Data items

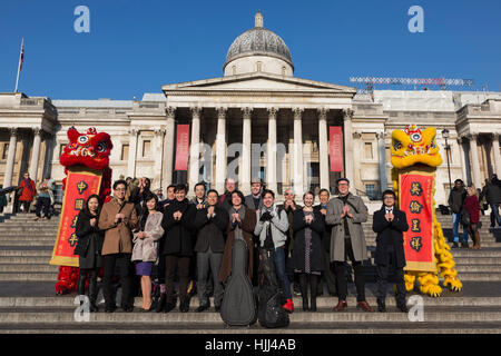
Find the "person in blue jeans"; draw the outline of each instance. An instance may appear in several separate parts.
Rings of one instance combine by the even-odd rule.
[[[454,238],[452,243],[453,248],[459,247],[459,225],[461,222],[461,208],[463,207],[464,199],[466,199],[466,189],[461,179],[454,181],[454,187],[449,195],[449,206],[452,210],[452,236]],[[468,229],[463,227],[463,241],[461,247],[468,248]]]
[[[272,190],[263,191],[263,208],[256,211],[257,224],[254,235],[259,237],[262,248],[271,247],[275,254],[276,275],[282,284],[286,303],[282,306],[286,312],[292,313],[294,305],[292,301],[291,281],[285,275],[285,241],[288,233],[287,212],[278,209],[275,205],[275,194]],[[273,246],[268,246],[272,245]]]

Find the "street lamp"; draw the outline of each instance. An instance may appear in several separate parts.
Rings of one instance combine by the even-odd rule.
[[[452,187],[452,181],[451,181],[451,165],[449,164],[449,150],[451,149],[451,147],[448,144],[448,138],[449,138],[449,130],[448,129],[443,129],[442,130],[442,137],[445,139],[445,156],[448,156],[448,172],[449,172],[449,192],[451,192],[451,187]]]

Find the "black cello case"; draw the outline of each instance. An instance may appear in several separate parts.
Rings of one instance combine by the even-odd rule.
[[[220,306],[220,317],[229,326],[247,326],[256,323],[256,301],[247,268],[247,244],[236,239],[232,248],[232,275]]]
[[[257,318],[259,325],[267,328],[288,326],[288,314],[282,307],[285,303],[285,297],[282,288],[278,286],[273,250],[259,249],[258,280]]]

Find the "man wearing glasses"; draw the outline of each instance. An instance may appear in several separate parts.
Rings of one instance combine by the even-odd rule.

- Exercise brief: Write out every line of the data items listing again, requests included, and increase each polygon coordinate in the answers by 107. Leave the pictures out of your answer.

- Solution for this problem:
Find the "person in blue jeans"; draw the outline of each instance. An instance may appear in several separate parts.
Rings of one instance combine by the even-odd rule.
[[[561,345],[559,350],[560,355],[566,354],[566,332],[568,329],[568,315],[570,314],[571,306],[573,306],[573,296],[568,286],[561,288],[561,294],[556,302],[556,313],[559,317],[559,343]],[[575,336],[570,334],[570,348],[568,354],[575,355]]]
[[[379,297],[370,298],[370,315],[363,318],[364,331],[361,342],[366,344],[369,355],[378,354],[382,361],[383,382],[389,391],[393,410],[389,413],[393,419],[399,420],[401,412],[399,408],[398,388],[392,382],[392,348],[395,340],[394,319],[385,316],[382,312],[382,301]],[[380,353],[375,353],[379,352]]]

Find the "street lamp"; draw the outline of each instance. An instance may appear in several separate parts.
Rings of one instance combine by the even-odd rule.
[[[559,294],[559,288],[558,288],[558,272],[556,271],[556,257],[558,256],[558,254],[555,251],[555,245],[556,245],[556,237],[555,236],[550,236],[549,237],[549,244],[552,246],[552,263],[555,263],[555,279],[556,279],[556,299],[558,299],[558,294]]]

Find the "black cello case"; draw the outline of each instance. An instance may appear in several separate parts.
Rings of one instance combine by the even-odd rule.
[[[327,413],[327,424],[336,433],[354,433],[363,430],[363,408],[354,375],[354,351],[343,346],[339,355],[339,382]]]
[[[364,425],[366,432],[374,435],[395,433],[395,421],[389,414],[392,410],[392,404],[389,395],[385,393],[380,357],[366,356],[365,387]]]

Find the "man wearing glasses"; draw the outline of each instance. An instance may appear in several separate parts.
Rings of one instance combine by the even-odd rule.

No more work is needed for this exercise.